┌─ Supplied data

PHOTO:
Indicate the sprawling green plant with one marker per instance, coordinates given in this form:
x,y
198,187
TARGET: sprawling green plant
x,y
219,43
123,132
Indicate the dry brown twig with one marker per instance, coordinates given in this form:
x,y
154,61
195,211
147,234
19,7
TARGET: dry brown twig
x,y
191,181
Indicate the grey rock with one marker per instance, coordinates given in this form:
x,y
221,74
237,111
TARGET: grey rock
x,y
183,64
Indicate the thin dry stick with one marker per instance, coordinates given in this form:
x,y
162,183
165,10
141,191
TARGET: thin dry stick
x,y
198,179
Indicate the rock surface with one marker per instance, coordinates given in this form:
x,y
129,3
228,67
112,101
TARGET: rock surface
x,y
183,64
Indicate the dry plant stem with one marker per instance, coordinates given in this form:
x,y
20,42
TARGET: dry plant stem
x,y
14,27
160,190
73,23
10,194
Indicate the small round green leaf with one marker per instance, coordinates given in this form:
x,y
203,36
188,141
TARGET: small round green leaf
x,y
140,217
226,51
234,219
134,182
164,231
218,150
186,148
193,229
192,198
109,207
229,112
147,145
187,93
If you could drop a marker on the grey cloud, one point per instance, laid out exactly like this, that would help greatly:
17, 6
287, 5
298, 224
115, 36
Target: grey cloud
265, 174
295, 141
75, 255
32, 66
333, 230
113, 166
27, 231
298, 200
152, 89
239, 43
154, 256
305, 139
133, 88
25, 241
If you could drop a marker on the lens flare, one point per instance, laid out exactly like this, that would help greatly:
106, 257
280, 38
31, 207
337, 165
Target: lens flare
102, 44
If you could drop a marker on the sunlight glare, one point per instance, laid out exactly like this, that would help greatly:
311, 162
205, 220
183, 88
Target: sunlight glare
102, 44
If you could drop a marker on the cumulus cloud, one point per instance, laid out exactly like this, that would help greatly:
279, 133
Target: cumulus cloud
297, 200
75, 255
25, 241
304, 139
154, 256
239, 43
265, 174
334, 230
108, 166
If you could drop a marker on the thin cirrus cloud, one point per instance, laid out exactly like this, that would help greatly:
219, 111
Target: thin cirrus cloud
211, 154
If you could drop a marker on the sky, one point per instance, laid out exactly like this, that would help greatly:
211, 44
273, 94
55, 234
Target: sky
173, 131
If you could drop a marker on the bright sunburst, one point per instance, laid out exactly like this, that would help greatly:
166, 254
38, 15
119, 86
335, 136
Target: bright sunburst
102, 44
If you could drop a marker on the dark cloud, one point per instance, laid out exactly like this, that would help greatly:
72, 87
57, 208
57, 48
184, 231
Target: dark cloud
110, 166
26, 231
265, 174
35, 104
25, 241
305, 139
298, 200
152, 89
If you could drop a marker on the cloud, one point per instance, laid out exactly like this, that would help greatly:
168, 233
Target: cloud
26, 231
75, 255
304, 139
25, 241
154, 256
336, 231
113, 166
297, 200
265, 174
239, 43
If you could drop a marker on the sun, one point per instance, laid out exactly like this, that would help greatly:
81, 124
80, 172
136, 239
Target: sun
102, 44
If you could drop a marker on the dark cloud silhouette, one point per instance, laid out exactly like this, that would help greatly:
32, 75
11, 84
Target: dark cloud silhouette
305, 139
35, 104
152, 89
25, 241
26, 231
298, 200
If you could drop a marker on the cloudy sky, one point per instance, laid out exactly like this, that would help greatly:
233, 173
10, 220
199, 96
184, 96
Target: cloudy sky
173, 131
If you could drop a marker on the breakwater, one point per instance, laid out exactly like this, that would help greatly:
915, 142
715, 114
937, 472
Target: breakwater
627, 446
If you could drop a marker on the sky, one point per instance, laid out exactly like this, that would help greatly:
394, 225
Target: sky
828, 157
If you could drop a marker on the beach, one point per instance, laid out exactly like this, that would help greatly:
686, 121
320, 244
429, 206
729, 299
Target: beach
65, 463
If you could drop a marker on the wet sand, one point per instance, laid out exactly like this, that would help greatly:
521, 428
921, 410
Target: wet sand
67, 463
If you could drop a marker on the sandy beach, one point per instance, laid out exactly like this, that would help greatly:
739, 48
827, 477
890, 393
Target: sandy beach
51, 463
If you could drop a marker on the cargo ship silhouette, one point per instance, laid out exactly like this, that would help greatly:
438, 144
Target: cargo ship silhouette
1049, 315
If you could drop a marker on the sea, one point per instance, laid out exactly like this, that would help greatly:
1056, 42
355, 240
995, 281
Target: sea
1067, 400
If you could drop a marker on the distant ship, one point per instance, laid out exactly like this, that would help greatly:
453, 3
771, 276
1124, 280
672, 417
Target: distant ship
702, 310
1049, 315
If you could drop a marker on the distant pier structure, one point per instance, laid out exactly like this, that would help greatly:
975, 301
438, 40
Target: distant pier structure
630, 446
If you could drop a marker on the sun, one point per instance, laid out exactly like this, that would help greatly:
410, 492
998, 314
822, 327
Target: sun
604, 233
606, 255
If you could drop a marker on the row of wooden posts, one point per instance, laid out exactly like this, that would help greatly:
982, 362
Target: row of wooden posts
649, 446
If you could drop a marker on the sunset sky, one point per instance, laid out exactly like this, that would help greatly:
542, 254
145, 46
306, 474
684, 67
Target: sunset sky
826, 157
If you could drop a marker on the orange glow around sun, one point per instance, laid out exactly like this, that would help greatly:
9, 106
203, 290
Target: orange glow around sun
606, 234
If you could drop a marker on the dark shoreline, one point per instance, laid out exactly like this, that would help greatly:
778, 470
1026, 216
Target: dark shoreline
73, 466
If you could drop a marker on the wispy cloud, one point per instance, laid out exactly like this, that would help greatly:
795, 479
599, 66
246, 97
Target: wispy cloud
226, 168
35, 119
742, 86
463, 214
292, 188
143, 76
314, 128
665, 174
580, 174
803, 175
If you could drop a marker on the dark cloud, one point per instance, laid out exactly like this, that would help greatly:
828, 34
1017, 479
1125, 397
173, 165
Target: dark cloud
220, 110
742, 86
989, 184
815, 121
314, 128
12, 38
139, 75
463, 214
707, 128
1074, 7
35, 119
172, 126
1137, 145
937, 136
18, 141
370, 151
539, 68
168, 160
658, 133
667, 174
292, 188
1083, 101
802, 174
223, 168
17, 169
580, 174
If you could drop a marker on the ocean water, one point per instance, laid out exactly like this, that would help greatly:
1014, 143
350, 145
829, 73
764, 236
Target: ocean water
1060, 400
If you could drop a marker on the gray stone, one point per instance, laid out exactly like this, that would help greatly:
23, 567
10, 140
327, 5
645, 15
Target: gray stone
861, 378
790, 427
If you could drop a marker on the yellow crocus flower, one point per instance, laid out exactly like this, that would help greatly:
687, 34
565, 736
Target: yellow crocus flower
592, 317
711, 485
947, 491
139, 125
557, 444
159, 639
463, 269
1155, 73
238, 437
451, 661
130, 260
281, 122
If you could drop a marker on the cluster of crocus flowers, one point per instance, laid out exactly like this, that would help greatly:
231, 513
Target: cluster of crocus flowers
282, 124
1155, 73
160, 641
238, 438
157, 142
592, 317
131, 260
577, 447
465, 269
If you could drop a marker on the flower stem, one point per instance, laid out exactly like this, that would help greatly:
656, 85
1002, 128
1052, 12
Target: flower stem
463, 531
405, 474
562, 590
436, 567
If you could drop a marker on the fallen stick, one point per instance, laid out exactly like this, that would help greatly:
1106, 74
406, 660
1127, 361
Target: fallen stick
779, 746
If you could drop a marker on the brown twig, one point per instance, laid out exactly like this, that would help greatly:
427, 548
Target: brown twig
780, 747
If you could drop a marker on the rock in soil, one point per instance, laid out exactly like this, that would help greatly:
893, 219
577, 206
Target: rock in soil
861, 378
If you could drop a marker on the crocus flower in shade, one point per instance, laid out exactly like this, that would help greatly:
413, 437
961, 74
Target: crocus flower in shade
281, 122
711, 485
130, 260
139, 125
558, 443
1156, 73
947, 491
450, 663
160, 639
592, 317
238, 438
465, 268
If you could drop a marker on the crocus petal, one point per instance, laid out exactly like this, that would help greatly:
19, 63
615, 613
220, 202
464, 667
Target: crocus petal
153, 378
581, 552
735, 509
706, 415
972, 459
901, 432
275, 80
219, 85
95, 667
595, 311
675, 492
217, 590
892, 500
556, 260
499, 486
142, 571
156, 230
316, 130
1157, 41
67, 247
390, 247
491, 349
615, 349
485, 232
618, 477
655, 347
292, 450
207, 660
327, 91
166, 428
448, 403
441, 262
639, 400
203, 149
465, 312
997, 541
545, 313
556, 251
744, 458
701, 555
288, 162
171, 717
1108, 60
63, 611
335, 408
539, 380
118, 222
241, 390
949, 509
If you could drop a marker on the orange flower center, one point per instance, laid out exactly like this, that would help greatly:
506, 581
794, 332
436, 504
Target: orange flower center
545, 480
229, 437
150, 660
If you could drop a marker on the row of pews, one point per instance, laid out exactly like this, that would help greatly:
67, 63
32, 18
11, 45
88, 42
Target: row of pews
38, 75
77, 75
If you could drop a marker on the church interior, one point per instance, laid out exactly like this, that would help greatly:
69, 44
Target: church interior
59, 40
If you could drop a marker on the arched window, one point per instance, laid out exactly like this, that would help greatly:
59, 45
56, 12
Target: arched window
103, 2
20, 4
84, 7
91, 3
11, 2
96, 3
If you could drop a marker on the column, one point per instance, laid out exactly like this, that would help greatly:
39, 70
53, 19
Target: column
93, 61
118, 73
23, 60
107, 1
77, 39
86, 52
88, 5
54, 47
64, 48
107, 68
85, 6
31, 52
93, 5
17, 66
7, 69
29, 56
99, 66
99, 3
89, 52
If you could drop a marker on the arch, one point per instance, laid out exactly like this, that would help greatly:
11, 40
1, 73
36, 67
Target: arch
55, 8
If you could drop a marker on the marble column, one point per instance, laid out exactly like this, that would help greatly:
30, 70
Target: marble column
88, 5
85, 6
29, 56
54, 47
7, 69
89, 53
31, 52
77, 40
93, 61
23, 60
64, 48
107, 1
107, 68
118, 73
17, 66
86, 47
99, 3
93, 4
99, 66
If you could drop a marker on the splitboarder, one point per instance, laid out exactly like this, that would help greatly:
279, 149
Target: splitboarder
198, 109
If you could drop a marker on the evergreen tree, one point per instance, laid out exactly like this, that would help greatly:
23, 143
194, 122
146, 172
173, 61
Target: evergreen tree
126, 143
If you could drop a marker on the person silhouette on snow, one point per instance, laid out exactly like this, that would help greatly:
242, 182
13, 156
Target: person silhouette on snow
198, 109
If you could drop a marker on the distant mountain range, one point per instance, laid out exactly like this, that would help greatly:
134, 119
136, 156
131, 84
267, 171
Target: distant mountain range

└─

What you need to do: Make an exact copy of every line from the one with "If you could drop a marker on the arched" to the end of the data, with the first and last of those lines included.

Response below:
If you could drop a marker on the arched window, one point per instance, laid out exactly like this, that would help greatly:
59, 45
56, 12
Target: arched window
103, 2
20, 4
84, 7
91, 3
11, 2
96, 3
If you could drop a marker on the column, one point per instance, laid out exactly like this, that would help greatly:
39, 70
53, 19
Target: column
93, 61
118, 73
23, 60
107, 1
77, 39
86, 52
88, 5
54, 47
64, 48
107, 68
85, 6
31, 52
93, 5
17, 66
7, 69
29, 56
99, 66
99, 3
89, 52
If you could drop a marker on the arch, one point per instance, laid out exactly like this, that would help greatly:
11, 40
1, 73
36, 67
Target: arch
55, 8
If you could drop a marker on the marble column, one point per instance, laid out exactly like this, that would help greatly:
30, 70
Target: marble column
88, 5
85, 6
29, 56
54, 47
7, 69
89, 53
31, 52
77, 40
93, 61
23, 60
64, 48
107, 1
107, 68
118, 73
17, 66
86, 47
99, 3
93, 4
99, 66
If you could drop a marker on the splitboarder, one point per instance, laid out exactly like this, that would help greatly:
279, 149
Target: splitboarder
198, 109
If you could drop a marker on the evergreen tree, one point per instance, laid out exactly like this, that would help greatly:
23, 143
194, 122
146, 172
173, 61
Target: evergreen tree
126, 143
If you could drop a marker on the person silhouette on snow, one point per instance, laid out exactly like this, that would help greatly:
242, 182
13, 156
Target: person silhouette on snow
198, 109
If you could drop a marker on the distant mountain range, one point per instance, laid out exactly like this, that would help greatly:
134, 119
136, 156
131, 84
267, 171
Target: distant mountain range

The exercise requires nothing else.